### WHAT TO DO
Rewrite the lines from the one containing "For each <instance>" through the one containing "positive clicks: (257, 235)", replacing "image pixels" with "image coordinates" and changing nothing else. Give only those lines.

START MATERIALS PROVIDED

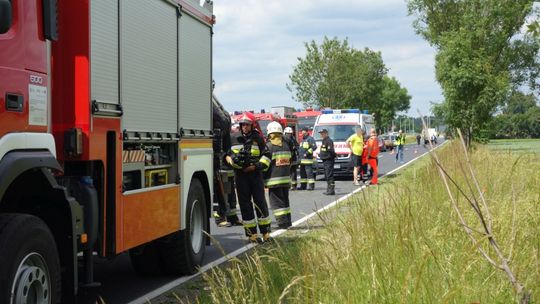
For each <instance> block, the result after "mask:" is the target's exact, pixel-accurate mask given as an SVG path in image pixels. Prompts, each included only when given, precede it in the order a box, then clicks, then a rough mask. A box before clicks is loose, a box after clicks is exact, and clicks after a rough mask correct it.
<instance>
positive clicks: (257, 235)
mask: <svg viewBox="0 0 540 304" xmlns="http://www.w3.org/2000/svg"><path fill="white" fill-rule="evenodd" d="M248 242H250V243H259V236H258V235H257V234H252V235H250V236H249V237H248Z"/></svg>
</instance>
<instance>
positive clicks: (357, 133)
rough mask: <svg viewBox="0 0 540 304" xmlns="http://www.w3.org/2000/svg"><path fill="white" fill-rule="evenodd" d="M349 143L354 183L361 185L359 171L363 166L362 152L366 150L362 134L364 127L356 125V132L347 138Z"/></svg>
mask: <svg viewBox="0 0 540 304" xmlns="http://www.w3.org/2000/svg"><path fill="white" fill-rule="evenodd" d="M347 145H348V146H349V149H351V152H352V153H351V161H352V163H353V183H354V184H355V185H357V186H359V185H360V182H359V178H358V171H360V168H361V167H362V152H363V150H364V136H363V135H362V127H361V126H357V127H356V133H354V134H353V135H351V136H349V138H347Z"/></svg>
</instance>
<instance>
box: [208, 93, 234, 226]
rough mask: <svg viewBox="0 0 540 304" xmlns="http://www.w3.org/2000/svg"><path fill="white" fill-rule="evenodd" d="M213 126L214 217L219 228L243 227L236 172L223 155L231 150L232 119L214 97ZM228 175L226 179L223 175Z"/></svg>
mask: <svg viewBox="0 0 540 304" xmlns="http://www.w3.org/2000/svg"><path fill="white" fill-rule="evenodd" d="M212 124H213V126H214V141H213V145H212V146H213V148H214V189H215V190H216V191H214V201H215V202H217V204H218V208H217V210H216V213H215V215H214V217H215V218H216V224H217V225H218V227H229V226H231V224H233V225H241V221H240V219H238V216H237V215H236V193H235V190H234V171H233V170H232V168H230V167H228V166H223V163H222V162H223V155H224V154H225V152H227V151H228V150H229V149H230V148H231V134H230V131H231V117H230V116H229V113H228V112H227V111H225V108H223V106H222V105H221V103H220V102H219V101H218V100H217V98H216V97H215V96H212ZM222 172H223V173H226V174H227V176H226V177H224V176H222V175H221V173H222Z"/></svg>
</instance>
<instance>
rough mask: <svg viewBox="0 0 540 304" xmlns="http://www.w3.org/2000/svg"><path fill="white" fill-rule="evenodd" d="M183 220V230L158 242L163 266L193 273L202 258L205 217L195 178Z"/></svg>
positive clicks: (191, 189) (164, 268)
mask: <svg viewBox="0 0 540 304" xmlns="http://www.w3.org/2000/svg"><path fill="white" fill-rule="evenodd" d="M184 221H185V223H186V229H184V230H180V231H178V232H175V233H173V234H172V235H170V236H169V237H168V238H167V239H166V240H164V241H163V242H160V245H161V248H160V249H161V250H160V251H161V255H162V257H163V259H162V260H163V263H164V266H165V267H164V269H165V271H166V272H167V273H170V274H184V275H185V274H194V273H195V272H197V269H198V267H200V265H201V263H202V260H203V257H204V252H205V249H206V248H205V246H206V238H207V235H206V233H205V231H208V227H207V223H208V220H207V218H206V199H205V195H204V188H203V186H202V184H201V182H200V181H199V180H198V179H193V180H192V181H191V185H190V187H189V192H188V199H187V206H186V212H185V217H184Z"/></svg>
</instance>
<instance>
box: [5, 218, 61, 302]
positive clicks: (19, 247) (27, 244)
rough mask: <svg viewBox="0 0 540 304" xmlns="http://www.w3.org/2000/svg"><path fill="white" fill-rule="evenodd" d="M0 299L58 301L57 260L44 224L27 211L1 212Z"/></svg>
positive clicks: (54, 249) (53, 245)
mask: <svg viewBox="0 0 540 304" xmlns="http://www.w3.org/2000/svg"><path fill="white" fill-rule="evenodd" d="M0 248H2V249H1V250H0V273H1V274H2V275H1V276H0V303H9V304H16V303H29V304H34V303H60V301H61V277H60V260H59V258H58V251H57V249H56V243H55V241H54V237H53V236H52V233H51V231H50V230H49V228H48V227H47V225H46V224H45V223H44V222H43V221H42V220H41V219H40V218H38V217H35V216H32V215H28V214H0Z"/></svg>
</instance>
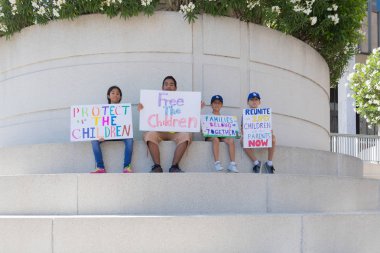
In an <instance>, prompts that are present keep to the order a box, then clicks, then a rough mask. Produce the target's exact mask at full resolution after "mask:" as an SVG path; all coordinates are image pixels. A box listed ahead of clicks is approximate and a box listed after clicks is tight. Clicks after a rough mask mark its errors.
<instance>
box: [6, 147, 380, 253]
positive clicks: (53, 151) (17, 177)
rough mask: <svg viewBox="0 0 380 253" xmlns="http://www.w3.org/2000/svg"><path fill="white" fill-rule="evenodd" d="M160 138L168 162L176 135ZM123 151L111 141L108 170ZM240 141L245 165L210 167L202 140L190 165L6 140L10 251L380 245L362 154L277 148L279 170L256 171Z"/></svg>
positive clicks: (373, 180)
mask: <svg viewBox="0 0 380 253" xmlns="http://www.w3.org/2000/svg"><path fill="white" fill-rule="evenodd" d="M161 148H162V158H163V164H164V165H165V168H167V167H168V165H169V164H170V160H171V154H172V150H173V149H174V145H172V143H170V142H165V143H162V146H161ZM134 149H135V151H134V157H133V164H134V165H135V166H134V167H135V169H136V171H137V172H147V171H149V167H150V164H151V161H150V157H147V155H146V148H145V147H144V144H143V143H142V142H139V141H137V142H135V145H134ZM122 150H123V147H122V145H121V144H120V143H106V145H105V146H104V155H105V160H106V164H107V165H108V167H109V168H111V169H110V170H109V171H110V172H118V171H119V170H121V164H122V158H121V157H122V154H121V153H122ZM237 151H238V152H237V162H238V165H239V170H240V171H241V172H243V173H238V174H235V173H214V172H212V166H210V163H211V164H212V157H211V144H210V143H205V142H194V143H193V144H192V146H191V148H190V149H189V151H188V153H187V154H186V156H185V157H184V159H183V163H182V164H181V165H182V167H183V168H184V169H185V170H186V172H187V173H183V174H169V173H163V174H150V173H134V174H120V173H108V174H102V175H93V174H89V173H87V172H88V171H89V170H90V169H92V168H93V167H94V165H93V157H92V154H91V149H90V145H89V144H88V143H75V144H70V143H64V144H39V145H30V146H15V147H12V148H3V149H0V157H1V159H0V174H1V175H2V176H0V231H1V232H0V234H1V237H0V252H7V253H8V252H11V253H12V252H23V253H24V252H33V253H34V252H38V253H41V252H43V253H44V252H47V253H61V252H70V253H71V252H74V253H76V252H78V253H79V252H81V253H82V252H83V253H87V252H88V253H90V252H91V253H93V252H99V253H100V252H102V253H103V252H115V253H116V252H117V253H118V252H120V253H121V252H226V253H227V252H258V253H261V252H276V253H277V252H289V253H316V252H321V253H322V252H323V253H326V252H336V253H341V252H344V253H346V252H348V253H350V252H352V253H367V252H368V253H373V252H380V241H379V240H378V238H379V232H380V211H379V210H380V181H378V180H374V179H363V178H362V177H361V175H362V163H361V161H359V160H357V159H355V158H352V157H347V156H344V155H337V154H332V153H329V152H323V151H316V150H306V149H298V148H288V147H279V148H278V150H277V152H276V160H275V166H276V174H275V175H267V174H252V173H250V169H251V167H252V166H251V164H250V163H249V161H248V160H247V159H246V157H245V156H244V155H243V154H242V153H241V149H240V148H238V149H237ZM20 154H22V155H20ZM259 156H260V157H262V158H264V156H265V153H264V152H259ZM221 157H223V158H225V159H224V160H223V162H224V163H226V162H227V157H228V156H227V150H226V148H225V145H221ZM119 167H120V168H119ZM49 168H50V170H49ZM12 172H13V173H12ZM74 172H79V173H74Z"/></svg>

END MATERIALS PROVIDED
START MATERIALS PROVIDED

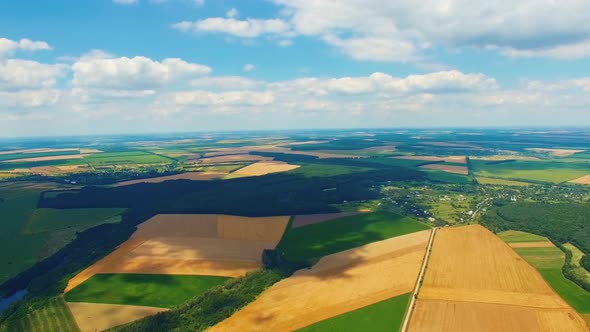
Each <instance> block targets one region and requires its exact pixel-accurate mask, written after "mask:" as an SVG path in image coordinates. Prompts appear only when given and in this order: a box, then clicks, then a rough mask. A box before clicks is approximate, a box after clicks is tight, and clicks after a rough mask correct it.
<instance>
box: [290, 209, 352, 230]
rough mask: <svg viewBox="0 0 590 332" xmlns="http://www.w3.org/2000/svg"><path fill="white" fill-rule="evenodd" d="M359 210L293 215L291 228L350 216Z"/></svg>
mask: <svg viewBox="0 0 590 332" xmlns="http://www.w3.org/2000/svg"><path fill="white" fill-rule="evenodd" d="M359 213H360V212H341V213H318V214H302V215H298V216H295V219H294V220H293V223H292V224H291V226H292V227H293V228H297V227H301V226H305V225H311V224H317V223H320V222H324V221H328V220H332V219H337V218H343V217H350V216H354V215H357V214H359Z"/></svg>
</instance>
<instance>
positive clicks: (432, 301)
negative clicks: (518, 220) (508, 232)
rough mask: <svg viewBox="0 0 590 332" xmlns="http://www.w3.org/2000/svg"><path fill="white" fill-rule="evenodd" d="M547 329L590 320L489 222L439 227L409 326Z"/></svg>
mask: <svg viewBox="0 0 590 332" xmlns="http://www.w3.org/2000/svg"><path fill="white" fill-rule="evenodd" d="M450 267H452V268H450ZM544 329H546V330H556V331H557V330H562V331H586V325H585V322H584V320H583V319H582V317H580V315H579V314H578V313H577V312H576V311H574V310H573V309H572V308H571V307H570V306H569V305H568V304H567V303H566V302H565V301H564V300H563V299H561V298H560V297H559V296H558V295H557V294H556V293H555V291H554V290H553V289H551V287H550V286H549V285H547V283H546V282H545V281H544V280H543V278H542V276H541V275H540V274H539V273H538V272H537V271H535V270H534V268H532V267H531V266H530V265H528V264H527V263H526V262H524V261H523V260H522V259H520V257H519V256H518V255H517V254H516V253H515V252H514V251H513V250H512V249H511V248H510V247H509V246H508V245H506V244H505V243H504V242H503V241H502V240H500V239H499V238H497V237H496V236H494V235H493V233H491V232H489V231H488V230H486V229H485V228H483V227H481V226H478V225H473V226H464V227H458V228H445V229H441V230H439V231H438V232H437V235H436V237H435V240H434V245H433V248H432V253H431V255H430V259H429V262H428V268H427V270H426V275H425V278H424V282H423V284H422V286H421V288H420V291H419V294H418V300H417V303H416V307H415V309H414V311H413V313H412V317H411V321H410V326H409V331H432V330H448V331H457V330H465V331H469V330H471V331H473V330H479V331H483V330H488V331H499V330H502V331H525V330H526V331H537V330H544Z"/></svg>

END MATERIALS PROVIDED

### SOLUTION BELOW
For each <instance> block, the result after "mask:" is the target's exact, pixel-accurate mask given as an SVG path in image coordinates. Prompts, each included only when given, precede it in the order a box, then clicks, then a rough mask. A box before clicks is loose, a box after clicks is exact, and clicks after a rough mask correct it.
<instance>
positive clicks: (257, 235)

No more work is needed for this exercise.